| Requirement |
Can you rewrite the records below from their first line through the line holding "(578, 58), (652, 104)", inclusive, keeping the requests, and scale every bounding-box coordinate in the answers by 0.5, rounding to whole numbers with halves going up?

| Listed entries |
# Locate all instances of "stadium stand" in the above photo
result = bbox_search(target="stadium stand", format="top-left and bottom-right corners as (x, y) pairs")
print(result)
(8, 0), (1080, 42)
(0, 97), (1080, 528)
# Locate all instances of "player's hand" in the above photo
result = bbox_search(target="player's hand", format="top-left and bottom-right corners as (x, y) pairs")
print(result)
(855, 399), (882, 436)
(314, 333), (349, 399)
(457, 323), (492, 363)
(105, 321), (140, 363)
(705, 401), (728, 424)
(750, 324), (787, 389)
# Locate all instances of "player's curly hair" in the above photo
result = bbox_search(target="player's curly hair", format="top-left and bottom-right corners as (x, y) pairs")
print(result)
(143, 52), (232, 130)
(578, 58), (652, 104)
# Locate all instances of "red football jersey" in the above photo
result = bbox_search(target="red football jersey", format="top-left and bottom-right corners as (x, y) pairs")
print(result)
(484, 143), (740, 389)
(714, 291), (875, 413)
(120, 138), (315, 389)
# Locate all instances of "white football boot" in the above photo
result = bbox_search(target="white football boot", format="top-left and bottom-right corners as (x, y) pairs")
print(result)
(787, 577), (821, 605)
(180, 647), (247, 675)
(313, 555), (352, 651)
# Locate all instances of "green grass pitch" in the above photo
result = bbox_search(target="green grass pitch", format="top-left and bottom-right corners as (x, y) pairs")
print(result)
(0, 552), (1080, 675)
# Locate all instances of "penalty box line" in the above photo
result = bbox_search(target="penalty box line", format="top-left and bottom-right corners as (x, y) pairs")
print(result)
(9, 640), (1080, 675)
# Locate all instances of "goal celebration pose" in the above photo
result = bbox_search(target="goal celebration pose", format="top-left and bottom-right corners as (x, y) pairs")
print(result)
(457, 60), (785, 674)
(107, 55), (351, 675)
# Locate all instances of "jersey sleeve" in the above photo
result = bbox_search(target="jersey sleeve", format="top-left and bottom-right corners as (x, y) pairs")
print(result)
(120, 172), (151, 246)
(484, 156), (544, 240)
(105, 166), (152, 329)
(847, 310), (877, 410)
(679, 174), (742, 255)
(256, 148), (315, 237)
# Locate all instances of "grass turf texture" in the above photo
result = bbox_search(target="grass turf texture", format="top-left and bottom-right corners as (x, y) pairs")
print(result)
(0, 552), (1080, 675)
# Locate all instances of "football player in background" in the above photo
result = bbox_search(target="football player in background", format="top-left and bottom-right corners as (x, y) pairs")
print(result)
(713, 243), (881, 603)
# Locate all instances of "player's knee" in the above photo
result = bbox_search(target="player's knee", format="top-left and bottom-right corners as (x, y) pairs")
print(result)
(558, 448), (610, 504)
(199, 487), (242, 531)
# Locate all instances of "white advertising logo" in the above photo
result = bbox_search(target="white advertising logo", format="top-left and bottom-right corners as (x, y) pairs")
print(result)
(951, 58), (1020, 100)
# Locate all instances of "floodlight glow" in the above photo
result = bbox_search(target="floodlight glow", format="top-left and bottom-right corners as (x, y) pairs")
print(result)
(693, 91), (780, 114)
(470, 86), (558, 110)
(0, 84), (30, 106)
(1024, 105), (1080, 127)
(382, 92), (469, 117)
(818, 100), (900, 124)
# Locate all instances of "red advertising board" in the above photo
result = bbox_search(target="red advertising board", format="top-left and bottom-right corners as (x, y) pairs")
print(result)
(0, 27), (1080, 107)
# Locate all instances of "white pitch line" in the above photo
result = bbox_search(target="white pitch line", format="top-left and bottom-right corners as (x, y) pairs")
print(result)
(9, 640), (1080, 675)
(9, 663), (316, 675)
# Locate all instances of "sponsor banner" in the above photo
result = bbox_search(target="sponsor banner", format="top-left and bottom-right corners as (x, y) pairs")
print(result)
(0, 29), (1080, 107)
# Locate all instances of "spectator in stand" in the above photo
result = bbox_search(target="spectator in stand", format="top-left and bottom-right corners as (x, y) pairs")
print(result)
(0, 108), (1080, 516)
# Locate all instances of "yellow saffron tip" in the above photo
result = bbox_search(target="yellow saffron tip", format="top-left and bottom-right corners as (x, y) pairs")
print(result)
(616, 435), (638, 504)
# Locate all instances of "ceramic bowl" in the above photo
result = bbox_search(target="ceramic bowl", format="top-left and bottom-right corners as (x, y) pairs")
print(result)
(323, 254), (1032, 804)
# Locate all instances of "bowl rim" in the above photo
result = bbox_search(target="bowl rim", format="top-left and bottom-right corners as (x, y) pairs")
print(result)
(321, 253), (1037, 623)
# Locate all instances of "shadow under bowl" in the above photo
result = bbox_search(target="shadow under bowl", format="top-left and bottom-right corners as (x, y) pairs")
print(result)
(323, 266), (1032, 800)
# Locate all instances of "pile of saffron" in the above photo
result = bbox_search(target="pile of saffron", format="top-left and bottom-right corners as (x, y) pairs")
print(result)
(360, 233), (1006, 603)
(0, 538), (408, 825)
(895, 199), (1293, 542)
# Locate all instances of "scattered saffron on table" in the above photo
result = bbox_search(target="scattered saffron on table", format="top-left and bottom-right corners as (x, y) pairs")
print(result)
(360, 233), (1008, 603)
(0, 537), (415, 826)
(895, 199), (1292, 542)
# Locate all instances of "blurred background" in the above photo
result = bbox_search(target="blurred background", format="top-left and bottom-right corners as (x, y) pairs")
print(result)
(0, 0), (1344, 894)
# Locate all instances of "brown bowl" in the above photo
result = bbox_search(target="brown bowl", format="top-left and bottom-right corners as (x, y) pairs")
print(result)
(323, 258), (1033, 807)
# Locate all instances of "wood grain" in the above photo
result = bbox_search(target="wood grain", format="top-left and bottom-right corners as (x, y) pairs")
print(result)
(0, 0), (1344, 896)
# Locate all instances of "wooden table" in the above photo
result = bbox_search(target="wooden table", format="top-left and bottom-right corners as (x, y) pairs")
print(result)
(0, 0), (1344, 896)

| Expected answer |
# Locate all instances of "stadium stand" in the above photo
result = bbox_search(target="stadium stand", format="top-left and bottom-right corners as (x, y) pairs")
print(result)
(4, 0), (540, 21)
(0, 49), (540, 264)
# Locate all instances of "player's hand" in the above photo
result = bbox_search(target="player's hand", format="top-left and bottom-right corners as (x, y) pairs")
print(result)
(428, 200), (441, 218)
(157, 167), (175, 200)
(229, 162), (246, 182)
(53, 161), (70, 182)
(353, 201), (364, 212)
(375, 162), (394, 195)
# Locate all instances of "player's curly hair" in the above photo
result = bbox_search(target="player's curly hair", format="top-left and bottom-right corners as (x, y) pairs")
print(result)
(72, 26), (116, 65)
(289, 29), (326, 52)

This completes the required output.